Transcribe all the records with complete accuracy.
-- start of GIVEN ENTRIES --
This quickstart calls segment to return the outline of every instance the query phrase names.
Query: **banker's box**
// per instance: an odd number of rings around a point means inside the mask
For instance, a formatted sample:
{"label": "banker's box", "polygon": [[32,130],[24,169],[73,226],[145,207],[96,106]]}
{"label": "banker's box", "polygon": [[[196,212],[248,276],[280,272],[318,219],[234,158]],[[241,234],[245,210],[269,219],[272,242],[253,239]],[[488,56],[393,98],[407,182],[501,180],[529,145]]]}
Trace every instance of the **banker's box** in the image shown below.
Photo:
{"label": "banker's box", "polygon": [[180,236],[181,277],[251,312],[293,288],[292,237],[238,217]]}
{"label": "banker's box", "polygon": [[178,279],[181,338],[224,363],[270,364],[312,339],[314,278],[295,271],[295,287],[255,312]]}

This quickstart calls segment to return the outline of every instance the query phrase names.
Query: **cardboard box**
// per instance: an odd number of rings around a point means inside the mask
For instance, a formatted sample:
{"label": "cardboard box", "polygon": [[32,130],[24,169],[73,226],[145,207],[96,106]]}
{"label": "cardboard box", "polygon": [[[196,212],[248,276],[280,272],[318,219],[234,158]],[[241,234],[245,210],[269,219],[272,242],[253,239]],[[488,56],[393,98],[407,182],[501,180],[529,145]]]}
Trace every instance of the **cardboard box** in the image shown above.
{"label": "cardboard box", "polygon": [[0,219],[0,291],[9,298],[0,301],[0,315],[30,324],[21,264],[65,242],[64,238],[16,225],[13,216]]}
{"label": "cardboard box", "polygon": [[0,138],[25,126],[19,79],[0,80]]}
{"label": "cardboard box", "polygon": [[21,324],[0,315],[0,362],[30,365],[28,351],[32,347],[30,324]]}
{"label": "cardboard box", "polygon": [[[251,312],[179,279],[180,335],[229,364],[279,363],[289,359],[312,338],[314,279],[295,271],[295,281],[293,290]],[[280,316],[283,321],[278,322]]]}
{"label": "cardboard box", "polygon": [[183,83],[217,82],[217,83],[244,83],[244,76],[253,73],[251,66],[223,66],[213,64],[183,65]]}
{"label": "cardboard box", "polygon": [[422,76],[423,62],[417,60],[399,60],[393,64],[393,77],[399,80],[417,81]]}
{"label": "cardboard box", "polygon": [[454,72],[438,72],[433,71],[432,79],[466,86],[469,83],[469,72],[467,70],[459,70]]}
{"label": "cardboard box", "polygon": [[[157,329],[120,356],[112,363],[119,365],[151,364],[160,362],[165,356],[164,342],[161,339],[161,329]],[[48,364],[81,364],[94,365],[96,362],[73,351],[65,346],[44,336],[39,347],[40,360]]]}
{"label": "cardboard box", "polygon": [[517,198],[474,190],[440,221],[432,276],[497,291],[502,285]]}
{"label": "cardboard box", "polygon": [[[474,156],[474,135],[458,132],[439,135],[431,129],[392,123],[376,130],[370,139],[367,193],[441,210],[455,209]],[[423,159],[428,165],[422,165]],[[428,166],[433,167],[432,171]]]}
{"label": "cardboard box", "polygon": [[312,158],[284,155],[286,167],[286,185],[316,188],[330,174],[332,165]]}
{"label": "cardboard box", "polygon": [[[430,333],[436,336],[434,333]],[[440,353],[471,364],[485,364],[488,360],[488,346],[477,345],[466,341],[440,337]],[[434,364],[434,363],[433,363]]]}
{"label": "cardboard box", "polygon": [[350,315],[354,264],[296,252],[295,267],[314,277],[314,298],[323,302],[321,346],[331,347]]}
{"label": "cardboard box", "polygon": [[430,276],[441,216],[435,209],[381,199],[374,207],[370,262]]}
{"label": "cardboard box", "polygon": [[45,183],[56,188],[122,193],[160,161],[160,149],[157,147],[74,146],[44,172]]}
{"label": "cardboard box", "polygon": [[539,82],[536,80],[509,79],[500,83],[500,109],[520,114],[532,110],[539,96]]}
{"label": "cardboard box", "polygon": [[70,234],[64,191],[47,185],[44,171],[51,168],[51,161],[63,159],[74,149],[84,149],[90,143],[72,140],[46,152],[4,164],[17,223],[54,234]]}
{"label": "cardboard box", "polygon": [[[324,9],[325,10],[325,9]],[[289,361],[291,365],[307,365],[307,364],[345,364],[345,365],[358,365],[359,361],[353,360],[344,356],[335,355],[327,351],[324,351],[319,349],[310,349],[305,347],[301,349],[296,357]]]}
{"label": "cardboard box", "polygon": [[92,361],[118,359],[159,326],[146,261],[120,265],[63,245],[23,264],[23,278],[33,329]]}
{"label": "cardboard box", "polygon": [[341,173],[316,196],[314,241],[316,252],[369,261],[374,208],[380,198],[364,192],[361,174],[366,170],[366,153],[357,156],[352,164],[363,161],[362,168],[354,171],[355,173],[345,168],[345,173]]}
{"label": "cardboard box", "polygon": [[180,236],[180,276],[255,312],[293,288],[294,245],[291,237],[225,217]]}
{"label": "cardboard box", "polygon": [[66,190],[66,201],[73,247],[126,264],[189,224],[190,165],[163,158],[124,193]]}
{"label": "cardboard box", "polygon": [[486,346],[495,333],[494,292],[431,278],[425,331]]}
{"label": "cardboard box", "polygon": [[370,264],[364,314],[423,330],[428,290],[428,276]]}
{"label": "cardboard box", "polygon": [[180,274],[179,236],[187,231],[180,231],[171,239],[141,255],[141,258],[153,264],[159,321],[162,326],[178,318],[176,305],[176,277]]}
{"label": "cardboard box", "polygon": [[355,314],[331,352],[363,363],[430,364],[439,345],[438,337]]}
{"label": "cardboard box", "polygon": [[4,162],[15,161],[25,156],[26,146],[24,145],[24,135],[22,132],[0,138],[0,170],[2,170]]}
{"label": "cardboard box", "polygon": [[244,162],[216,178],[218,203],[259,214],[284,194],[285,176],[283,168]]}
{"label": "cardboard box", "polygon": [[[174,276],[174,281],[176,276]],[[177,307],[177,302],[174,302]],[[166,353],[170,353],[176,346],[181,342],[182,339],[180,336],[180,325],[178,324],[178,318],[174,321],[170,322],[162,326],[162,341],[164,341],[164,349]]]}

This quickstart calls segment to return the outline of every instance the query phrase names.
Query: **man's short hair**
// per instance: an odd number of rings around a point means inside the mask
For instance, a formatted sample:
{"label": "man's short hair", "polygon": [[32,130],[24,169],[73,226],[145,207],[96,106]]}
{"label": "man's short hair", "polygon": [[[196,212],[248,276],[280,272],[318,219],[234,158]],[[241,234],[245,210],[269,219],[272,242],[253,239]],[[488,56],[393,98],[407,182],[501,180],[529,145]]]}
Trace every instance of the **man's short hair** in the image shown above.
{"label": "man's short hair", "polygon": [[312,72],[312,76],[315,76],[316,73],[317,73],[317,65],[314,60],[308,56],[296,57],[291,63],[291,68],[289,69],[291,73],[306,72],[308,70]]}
-- end of GIVEN ENTRIES --
- _EXERCISE RESULT_:
This quickstart calls segment to return the outline of every instance the query phrase names.
Query: **banker's box**
// per instance: an odd number of rings around a point means inside the mask
For instance, a formatted sample:
{"label": "banker's box", "polygon": [[32,130],[24,169],[73,226],[145,207],[96,106]]}
{"label": "banker's box", "polygon": [[[196,212],[248,276],[280,272],[318,219],[234,158]],[[241,234],[245,210],[269,219],[272,242],[253,239]],[[488,56],[393,98],[407,182],[501,180],[529,145]]]}
Trace every instance of the **banker's box** in the image shown below.
Photo:
{"label": "banker's box", "polygon": [[180,236],[181,277],[251,312],[293,288],[292,237],[238,217]]}
{"label": "banker's box", "polygon": [[178,279],[181,338],[224,363],[270,364],[312,339],[314,278],[295,271],[295,287],[255,312]]}

This quickstart calls segment to return the outline of every instance the query phrase names.
Query: **cardboard box**
// per instance: an odd number of rings around a point means inside the mask
For instance, a formatted sample:
{"label": "cardboard box", "polygon": [[32,130],[24,169],[73,226],[145,207],[96,106]]}
{"label": "cardboard box", "polygon": [[[196,212],[248,276],[280,272],[318,219],[234,158]],[[241,234],[245,210],[269,219],[272,242],[253,239]],[[488,56],[393,98],[407,182],[501,180],[529,145]]]}
Trace every instance of the **cardboard box** in the image shown above.
{"label": "cardboard box", "polygon": [[0,219],[0,291],[9,298],[0,301],[0,315],[30,324],[21,264],[65,242],[64,238],[16,225],[13,216]]}
{"label": "cardboard box", "polygon": [[0,138],[25,126],[19,79],[0,80]]}
{"label": "cardboard box", "polygon": [[21,324],[0,315],[0,362],[30,365],[28,351],[32,347],[30,324]]}
{"label": "cardboard box", "polygon": [[[251,312],[179,279],[180,335],[229,364],[279,363],[289,359],[312,338],[314,279],[295,271],[295,281],[293,290]],[[280,316],[283,321],[278,322]]]}
{"label": "cardboard box", "polygon": [[183,83],[217,82],[217,83],[244,83],[244,76],[253,73],[251,66],[223,66],[213,64],[183,65]]}
{"label": "cardboard box", "polygon": [[422,76],[423,62],[417,60],[399,60],[393,64],[393,77],[399,80],[417,81]]}
{"label": "cardboard box", "polygon": [[454,72],[438,72],[433,71],[432,79],[466,86],[469,83],[469,72],[467,70],[459,70]]}
{"label": "cardboard box", "polygon": [[[157,329],[120,356],[112,363],[119,365],[151,364],[160,362],[165,356],[164,342],[161,339],[161,329]],[[48,364],[81,364],[94,365],[96,362],[73,351],[65,346],[44,336],[39,347],[40,360]]]}
{"label": "cardboard box", "polygon": [[517,198],[474,190],[440,221],[432,276],[497,291],[502,285]]}
{"label": "cardboard box", "polygon": [[[474,156],[474,135],[458,132],[439,135],[431,129],[392,123],[376,130],[370,139],[367,193],[441,210],[455,209]],[[423,159],[428,165],[422,165]],[[428,166],[433,167],[432,171]]]}
{"label": "cardboard box", "polygon": [[312,158],[284,155],[286,167],[286,185],[316,188],[330,174],[332,165]]}
{"label": "cardboard box", "polygon": [[[430,333],[436,336],[434,333]],[[440,353],[471,364],[485,364],[488,360],[488,346],[477,345],[466,341],[440,337]],[[434,364],[434,363],[433,363]]]}
{"label": "cardboard box", "polygon": [[350,315],[354,264],[296,252],[295,267],[314,277],[314,298],[323,302],[321,346],[331,347]]}
{"label": "cardboard box", "polygon": [[430,276],[441,216],[435,209],[381,199],[374,207],[370,262]]}
{"label": "cardboard box", "polygon": [[45,183],[56,188],[122,193],[160,161],[160,149],[157,147],[74,146],[44,172]]}
{"label": "cardboard box", "polygon": [[539,82],[536,80],[509,79],[500,83],[500,109],[520,114],[532,110],[539,96]]}
{"label": "cardboard box", "polygon": [[70,234],[64,191],[47,185],[44,171],[51,168],[51,161],[63,159],[74,149],[84,149],[90,143],[72,140],[46,152],[4,164],[17,223],[54,234]]}
{"label": "cardboard box", "polygon": [[[324,9],[325,10],[325,9]],[[289,361],[291,365],[307,365],[307,364],[345,364],[345,365],[358,365],[359,361],[353,360],[344,356],[335,355],[327,351],[324,351],[319,349],[310,349],[305,347],[301,349],[296,357]]]}
{"label": "cardboard box", "polygon": [[92,361],[118,359],[159,326],[146,261],[120,265],[63,245],[23,264],[23,278],[33,329]]}
{"label": "cardboard box", "polygon": [[341,173],[316,196],[314,241],[316,252],[369,261],[374,208],[380,198],[364,192],[361,174],[366,170],[366,153],[357,156],[352,164],[363,161],[362,168],[354,171],[355,173],[345,168],[345,173]]}
{"label": "cardboard box", "polygon": [[180,236],[180,276],[255,312],[293,288],[294,245],[291,237],[225,217]]}
{"label": "cardboard box", "polygon": [[66,190],[66,201],[73,247],[126,264],[189,224],[190,165],[163,158],[124,193]]}
{"label": "cardboard box", "polygon": [[486,346],[495,333],[494,292],[431,278],[425,331]]}
{"label": "cardboard box", "polygon": [[370,264],[364,314],[423,330],[428,290],[428,276]]}
{"label": "cardboard box", "polygon": [[180,274],[179,236],[187,231],[180,231],[171,239],[141,255],[141,258],[153,264],[159,321],[162,326],[178,318],[176,305],[176,277]]}
{"label": "cardboard box", "polygon": [[355,314],[331,352],[363,363],[430,364],[439,345],[438,337]]}
{"label": "cardboard box", "polygon": [[4,162],[15,161],[25,156],[26,146],[24,145],[24,135],[22,132],[0,138],[0,170],[2,170]]}
{"label": "cardboard box", "polygon": [[244,162],[216,178],[218,203],[259,214],[284,194],[285,176],[283,168]]}
{"label": "cardboard box", "polygon": [[[174,276],[174,281],[176,276]],[[177,307],[177,302],[174,302]],[[166,353],[170,353],[176,346],[181,342],[182,339],[180,336],[180,325],[178,324],[178,318],[174,321],[170,322],[162,326],[162,341],[164,341],[164,349]]]}

This quickstart calls segment to return the outline of every instance the query phrase names.
Query: **man's short hair**
// per instance: an odd number of rings around a point means inside the mask
For instance, a formatted sample:
{"label": "man's short hair", "polygon": [[32,130],[24,169],[73,226],[145,207],[96,106]]}
{"label": "man's short hair", "polygon": [[[196,212],[248,276],[280,272],[318,219],[234,158]],[[241,234],[245,210],[269,219],[272,242],[253,239]],[[488,56],[393,98],[407,182],[501,180],[529,145]]]}
Trace every instance of the **man's short hair** in the image shown above.
{"label": "man's short hair", "polygon": [[312,72],[312,76],[315,76],[316,73],[317,73],[317,65],[314,60],[308,56],[296,57],[291,63],[291,68],[289,69],[291,73],[306,72],[308,70]]}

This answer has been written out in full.